--- start of ENTRIES SUPPLIED ---

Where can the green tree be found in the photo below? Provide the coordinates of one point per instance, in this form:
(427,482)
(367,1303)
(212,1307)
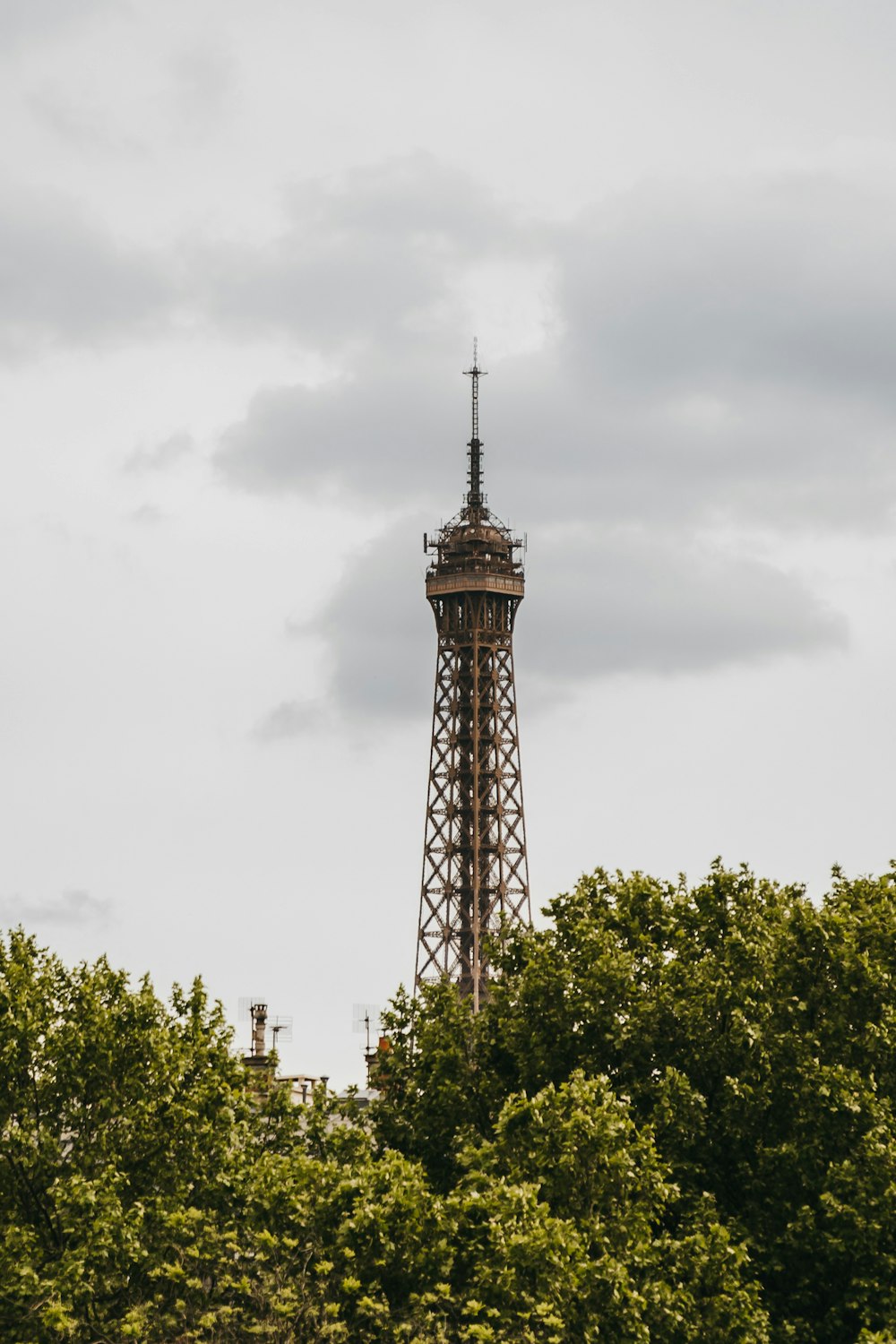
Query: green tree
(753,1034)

--- end of ENTRIES SUPPLIED ---
--- start of ENTRIES SUPPLIED ---

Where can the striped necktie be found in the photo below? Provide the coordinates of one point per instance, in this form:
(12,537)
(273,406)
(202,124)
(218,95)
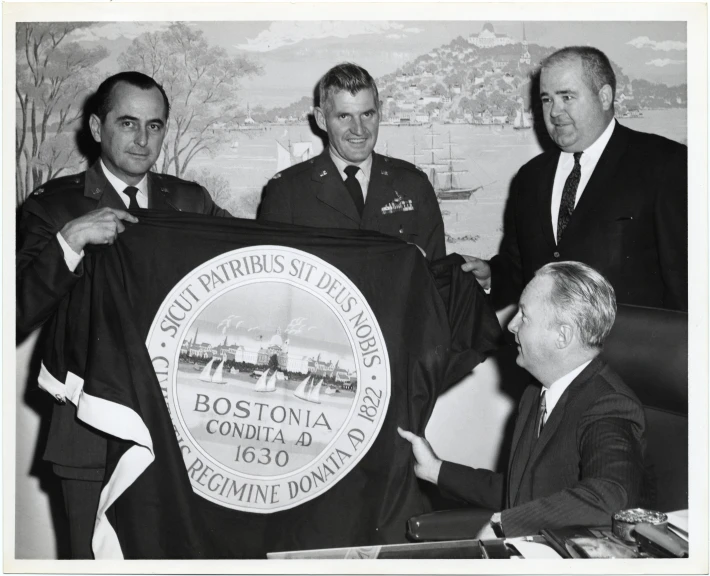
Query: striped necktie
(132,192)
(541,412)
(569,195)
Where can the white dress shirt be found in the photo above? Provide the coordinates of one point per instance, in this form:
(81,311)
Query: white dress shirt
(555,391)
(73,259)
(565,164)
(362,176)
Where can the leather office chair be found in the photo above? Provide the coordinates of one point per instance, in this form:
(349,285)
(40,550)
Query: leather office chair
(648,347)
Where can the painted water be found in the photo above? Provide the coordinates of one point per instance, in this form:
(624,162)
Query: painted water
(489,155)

--- end of ENTRIES SUPPLIED ---

Gather every line of the items above that contains the word "white".

THE REPLY:
Where can the white dress shirt be found in the photo above? Provide the coordinates of one point per instance, in this form:
Query: white dress shirt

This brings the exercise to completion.